TEXTABSCHNITT:
Wenn alle Stricke reißen und es keine Notlösung gibt, wird Huawei Ende August sowohl den Zugriff auf Android als auch auf sehr viele Hardware-Partner verlieren. Dennoch verspricht man den Nutzern, mindestens 17 Smartphones mit Android Q zu versorgen – ob Bann oder nicht. Wie genau das funktionieren soll, denn selbst mit dem Zugriff auf AOSP ist das ein schweres Unterfangen, ist nicht bekannt. Huawei spricht aber auch davon, „zuversichtlich“ zu sein und gib keine Garantie ab. Funktioniert das nicht, müssten sich selbst die Besitzer neuer Smartphones entweder mit Custom Rom oder anderen Lösungen behelfen oder bis zum Ende der Lebenszeit des Geräts mit Android Pie begnügen. Sicherheitsupdates soll es zwar auch weiterhin garantiert geben, aber für Betriebssystem-Updates wurden weder von Google noch von Huawei garantiert.
Ein Konzern wie Huawei hat natürlich einen Notfallplan in der Tasche, der bereits aktiviert wurde und etwas Vorlaufzeit benötigt. Ersatz für den Play Store und Android steht gleich mehrfach zur Verfügung. Brisant ist aber, dass es nicht nur bei Huawei bleiben könnte.
Die ganze Angelegenheit ist vor allem politisch motiviert, denn selbst US-Präsident Donald Trump hat Huawei als gefährlich eingestuft, kann sich aber zugleich einen „Deal“ im Zuge eines neuen Handelsabkommens vorstellen. Aus Sicherheitsgründen überlegen große US-Unternehmen derzeit, erste Produktionen aus China abziehen – selbst Apple soll sich bereits nach Alternativen umsehen. Von Google ist bekannt, dass erste Teile der Hardware-Produktion aus China abgezogen wurden. Was ist nun, wenn sich auch chinesische Unternehmen umgekehrt von der Abhängigkeit lösen möchten?

ARBEITSAUFTRAG A: Nenne alle Unternehmen, die im Textabschnitt namentlich erwähnt werden.
ARBEITSAUFTRAG B: Schreibe aus dem Textabschnitt die Passage von „Ein Konzern wie“ bis „Abhängigkeit lösen möchten?“ wortgetreu ab.

Umrissdaten von Bildbereichen

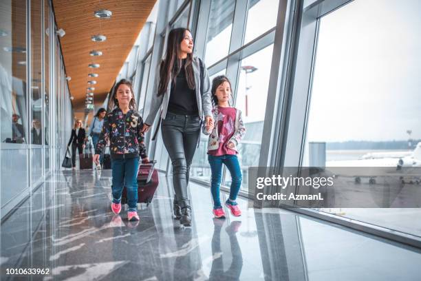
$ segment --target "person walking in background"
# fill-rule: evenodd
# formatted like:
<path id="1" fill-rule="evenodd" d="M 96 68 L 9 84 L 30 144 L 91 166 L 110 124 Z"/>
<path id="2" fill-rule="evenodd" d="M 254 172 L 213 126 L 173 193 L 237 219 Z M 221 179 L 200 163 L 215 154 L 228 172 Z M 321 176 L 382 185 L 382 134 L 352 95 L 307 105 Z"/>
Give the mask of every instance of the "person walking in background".
<path id="1" fill-rule="evenodd" d="M 99 164 L 100 154 L 109 140 L 113 177 L 111 210 L 116 214 L 121 211 L 121 196 L 125 185 L 129 205 L 127 218 L 129 221 L 139 220 L 137 211 L 139 156 L 143 162 L 149 161 L 142 133 L 143 121 L 136 110 L 133 87 L 129 81 L 122 79 L 116 84 L 110 101 L 113 110 L 104 121 L 94 161 Z"/>
<path id="2" fill-rule="evenodd" d="M 241 112 L 230 107 L 231 83 L 228 79 L 221 75 L 212 81 L 212 100 L 214 105 L 213 113 L 215 126 L 204 126 L 205 134 L 208 134 L 208 160 L 212 173 L 210 193 L 213 200 L 213 214 L 215 218 L 225 218 L 225 214 L 219 199 L 219 187 L 222 179 L 222 164 L 231 174 L 230 197 L 225 202 L 235 216 L 239 216 L 241 211 L 235 199 L 241 186 L 241 169 L 237 154 L 238 144 L 246 134 L 246 128 L 241 119 Z"/>
<path id="3" fill-rule="evenodd" d="M 158 92 L 153 94 L 149 114 L 143 125 L 143 132 L 147 132 L 162 107 L 162 140 L 173 164 L 174 215 L 186 227 L 191 225 L 187 186 L 200 127 L 204 118 L 206 125 L 213 123 L 210 81 L 204 64 L 193 57 L 193 48 L 188 30 L 175 28 L 169 32 L 165 58 L 156 75 Z M 158 123 L 157 129 L 159 127 Z"/>
<path id="4" fill-rule="evenodd" d="M 67 144 L 68 147 L 72 145 L 72 166 L 73 169 L 76 169 L 76 149 L 78 149 L 79 152 L 78 154 L 82 154 L 83 153 L 85 137 L 86 132 L 82 126 L 82 121 L 78 119 L 74 123 L 74 126 L 72 130 L 72 134 L 70 135 L 70 140 L 69 140 L 69 143 Z"/>
<path id="5" fill-rule="evenodd" d="M 31 135 L 32 137 L 32 143 L 34 145 L 43 144 L 42 128 L 41 122 L 36 118 L 32 120 L 32 128 L 31 129 Z M 47 145 L 47 143 L 45 143 Z"/>
<path id="6" fill-rule="evenodd" d="M 12 115 L 12 139 L 16 143 L 25 143 L 25 130 L 22 124 L 17 123 L 21 116 L 17 114 Z"/>
<path id="7" fill-rule="evenodd" d="M 107 114 L 107 110 L 105 110 L 105 108 L 101 107 L 98 110 L 98 112 L 94 116 L 94 120 L 92 120 L 92 122 L 91 122 L 91 125 L 88 129 L 87 135 L 91 136 L 92 138 L 94 147 L 96 147 L 96 145 L 98 145 L 100 134 L 101 134 L 101 130 L 102 129 L 102 125 L 104 125 L 105 114 Z M 98 169 L 101 169 L 100 164 L 102 163 L 103 158 L 104 154 L 102 154 L 100 156 L 100 165 L 96 166 L 96 168 Z"/>

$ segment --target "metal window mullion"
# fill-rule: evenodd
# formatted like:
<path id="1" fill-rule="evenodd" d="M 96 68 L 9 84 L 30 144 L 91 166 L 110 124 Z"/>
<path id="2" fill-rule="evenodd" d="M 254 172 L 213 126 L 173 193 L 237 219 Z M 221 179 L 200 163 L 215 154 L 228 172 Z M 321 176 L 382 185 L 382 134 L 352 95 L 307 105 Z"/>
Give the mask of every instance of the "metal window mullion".
<path id="1" fill-rule="evenodd" d="M 277 134 L 279 134 L 280 123 L 277 121 L 280 119 L 285 99 L 284 84 L 288 72 L 285 61 L 290 57 L 288 48 L 290 44 L 288 30 L 292 28 L 291 21 L 294 19 L 296 5 L 296 0 L 290 0 L 280 1 L 278 7 L 263 131 L 263 136 L 271 137 L 262 138 L 259 160 L 260 167 L 276 166 L 273 159 L 275 152 L 273 150 L 276 146 L 274 143 L 279 139 Z"/>
<path id="2" fill-rule="evenodd" d="M 195 55 L 199 58 L 202 58 L 204 60 L 206 46 L 208 23 L 209 21 L 211 2 L 211 0 L 200 1 L 197 24 L 196 30 L 193 30 L 195 32 Z"/>

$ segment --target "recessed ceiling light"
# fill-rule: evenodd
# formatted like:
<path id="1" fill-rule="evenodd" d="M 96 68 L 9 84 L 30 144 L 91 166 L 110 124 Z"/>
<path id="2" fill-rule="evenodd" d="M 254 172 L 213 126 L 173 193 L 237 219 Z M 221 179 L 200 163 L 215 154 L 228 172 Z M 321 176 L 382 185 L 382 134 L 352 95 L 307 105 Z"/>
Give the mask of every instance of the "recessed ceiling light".
<path id="1" fill-rule="evenodd" d="M 102 9 L 95 11 L 94 14 L 100 19 L 109 19 L 113 13 L 109 10 Z"/>
<path id="2" fill-rule="evenodd" d="M 8 35 L 9 35 L 9 32 L 8 32 L 6 30 L 0 30 L 0 36 L 1 37 L 8 36 Z"/>
<path id="3" fill-rule="evenodd" d="M 25 53 L 26 48 L 23 47 L 3 47 L 3 50 L 8 52 Z"/>
<path id="4" fill-rule="evenodd" d="M 96 34 L 91 37 L 91 39 L 94 42 L 103 42 L 107 40 L 105 35 Z"/>
<path id="5" fill-rule="evenodd" d="M 89 52 L 89 54 L 92 56 L 102 56 L 102 52 L 101 51 L 97 51 L 95 50 L 92 50 L 91 52 Z"/>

LÖSUNG A: Huawei, Google, Apple

LÖSUNG B:
Ein Konzern wie Huawei hat natürlich einen Notfallplan in der Tasche, der bereits aktiviert wurde und etwas Vorlaufzeit benötigt. Ersatz für den Play Store und Android steht gleich mehrfach zur Verfügung. Brisant ist aber, dass es nicht nur bei Huawei bleiben könnte.
Die ganze Angelegenheit ist vor allem politisch motiviert, denn selbst US-Präsident Donald Trump hat Huawei als gefährlich eingestuft, kann sich aber zugleich einen „Deal“ im Zuge eines neuen Handelsabkommens vorstellen. Aus Sicherheitsgründen überlegen große US-Unternehmen derzeit, erste Produktionen aus China abziehen – selbst Apple soll sich bereits nach Alternativen umsehen. Von Google ist bekannt, dass erste Teile der Hardware-Produktion aus China abgezogen wurden. Was ist nun, wenn sich auch chinesische Unternehmen umgekehrt von der Abhängigkeit lösen möchten?